(Supplied records)

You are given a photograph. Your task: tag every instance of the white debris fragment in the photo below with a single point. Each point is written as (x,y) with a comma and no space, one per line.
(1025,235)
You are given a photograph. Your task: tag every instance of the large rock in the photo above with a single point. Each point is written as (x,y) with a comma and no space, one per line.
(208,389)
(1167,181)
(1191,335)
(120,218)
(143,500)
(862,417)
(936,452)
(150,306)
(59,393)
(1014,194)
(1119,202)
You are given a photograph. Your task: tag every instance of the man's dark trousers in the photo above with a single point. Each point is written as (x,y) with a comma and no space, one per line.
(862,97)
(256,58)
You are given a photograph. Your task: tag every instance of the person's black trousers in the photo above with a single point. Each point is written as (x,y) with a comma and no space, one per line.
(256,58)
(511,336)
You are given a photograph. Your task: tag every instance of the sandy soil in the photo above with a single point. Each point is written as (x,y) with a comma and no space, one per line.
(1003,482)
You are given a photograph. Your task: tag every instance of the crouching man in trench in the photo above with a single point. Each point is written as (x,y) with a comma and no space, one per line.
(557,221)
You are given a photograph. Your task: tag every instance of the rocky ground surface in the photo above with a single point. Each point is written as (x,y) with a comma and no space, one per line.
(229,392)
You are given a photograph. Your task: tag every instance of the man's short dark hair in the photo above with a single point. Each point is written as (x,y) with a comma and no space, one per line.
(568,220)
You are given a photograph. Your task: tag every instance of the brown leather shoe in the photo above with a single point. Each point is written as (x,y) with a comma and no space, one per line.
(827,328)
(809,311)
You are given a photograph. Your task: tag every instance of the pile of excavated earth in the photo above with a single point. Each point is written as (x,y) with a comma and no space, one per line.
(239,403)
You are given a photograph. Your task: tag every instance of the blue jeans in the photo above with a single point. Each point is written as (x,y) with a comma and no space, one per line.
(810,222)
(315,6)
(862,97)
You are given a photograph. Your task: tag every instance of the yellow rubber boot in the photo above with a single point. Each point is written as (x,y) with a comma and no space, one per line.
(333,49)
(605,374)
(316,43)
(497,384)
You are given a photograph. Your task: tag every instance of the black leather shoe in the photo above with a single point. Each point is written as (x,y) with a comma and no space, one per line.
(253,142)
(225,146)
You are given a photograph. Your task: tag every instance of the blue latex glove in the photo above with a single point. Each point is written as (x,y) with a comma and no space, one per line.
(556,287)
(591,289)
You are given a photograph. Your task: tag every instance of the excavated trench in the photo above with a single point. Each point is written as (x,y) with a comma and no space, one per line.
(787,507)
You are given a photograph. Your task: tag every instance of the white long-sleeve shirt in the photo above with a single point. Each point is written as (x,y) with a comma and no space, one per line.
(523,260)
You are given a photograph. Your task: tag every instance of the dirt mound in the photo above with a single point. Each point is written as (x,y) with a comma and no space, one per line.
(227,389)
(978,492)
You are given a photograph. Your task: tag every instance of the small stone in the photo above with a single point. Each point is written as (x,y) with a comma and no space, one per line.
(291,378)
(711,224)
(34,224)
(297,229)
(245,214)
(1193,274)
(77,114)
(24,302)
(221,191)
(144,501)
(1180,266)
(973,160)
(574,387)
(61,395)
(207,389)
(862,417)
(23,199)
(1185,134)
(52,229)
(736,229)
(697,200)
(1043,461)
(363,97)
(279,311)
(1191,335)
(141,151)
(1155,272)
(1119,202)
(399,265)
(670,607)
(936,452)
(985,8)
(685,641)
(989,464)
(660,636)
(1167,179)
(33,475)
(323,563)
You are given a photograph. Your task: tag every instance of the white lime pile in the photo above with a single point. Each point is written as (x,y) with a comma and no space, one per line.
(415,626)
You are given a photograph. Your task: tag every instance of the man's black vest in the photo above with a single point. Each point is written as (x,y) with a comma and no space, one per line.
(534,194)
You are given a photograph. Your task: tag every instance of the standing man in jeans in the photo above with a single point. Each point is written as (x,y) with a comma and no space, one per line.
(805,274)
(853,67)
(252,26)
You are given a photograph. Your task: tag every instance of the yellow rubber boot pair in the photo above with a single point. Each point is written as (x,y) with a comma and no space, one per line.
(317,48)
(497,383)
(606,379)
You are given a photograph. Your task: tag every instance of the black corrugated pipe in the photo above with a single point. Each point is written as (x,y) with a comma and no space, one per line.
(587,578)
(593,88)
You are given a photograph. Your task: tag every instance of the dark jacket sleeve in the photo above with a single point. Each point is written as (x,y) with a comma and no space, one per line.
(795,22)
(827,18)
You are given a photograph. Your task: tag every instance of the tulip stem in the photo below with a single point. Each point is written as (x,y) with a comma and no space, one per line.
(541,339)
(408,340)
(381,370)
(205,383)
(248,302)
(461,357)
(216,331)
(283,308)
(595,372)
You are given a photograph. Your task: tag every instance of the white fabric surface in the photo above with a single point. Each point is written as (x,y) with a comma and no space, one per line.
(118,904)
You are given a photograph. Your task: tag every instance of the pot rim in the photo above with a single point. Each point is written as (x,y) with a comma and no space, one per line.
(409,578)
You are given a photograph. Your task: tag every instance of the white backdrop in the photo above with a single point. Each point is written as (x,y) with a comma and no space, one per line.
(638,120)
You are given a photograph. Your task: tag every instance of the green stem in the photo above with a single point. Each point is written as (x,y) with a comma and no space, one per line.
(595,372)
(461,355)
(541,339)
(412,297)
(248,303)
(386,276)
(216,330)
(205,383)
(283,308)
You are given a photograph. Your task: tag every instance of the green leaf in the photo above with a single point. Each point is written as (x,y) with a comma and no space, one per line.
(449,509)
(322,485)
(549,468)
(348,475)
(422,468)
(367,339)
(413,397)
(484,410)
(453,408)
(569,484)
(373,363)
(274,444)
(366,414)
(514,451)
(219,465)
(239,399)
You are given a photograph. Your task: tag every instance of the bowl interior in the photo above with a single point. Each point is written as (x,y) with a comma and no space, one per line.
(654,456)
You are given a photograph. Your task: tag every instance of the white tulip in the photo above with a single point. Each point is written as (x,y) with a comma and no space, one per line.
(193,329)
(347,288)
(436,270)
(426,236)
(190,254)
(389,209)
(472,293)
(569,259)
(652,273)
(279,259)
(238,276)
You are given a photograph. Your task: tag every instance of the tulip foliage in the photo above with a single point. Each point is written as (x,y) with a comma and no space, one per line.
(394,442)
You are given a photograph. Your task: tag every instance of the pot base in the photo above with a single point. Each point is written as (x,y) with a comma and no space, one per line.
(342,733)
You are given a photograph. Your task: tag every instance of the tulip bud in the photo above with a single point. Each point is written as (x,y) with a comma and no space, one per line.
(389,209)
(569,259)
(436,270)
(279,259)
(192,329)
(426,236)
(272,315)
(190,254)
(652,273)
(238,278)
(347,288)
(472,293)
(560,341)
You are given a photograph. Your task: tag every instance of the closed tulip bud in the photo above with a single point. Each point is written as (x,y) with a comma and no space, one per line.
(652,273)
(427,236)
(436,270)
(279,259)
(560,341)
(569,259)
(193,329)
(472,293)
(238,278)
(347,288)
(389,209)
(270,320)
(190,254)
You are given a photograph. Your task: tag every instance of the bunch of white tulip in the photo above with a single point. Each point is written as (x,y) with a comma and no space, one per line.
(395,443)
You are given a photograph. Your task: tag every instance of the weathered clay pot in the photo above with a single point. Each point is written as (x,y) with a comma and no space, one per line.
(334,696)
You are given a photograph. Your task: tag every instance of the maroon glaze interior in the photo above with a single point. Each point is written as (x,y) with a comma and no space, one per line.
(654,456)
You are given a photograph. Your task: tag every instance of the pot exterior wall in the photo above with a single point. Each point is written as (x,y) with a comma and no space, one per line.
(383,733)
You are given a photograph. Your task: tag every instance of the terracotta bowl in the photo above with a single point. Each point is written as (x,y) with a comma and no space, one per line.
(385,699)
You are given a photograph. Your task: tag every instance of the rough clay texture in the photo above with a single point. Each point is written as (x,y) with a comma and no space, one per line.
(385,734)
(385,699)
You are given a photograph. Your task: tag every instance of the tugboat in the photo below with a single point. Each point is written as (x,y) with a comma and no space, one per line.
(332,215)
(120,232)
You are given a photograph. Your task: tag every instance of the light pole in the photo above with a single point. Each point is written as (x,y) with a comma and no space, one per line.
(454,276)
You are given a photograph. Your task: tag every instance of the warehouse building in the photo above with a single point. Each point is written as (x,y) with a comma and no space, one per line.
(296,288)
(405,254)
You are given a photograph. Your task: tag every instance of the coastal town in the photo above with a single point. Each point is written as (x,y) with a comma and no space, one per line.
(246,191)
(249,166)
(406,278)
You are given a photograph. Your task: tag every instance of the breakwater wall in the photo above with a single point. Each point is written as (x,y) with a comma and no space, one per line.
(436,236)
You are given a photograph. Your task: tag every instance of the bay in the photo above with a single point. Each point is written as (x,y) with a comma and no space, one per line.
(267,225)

(End Supplied records)

Look for "instance of the bay" in the records. Write out its line and every later line through the end exactly, with nothing more.

**Output below:**
You are given a photograph. Your task: tag every instance of the bay in the photo above with a single point. Each point is written as (x,y) with a comma and no space, one per line.
(267,225)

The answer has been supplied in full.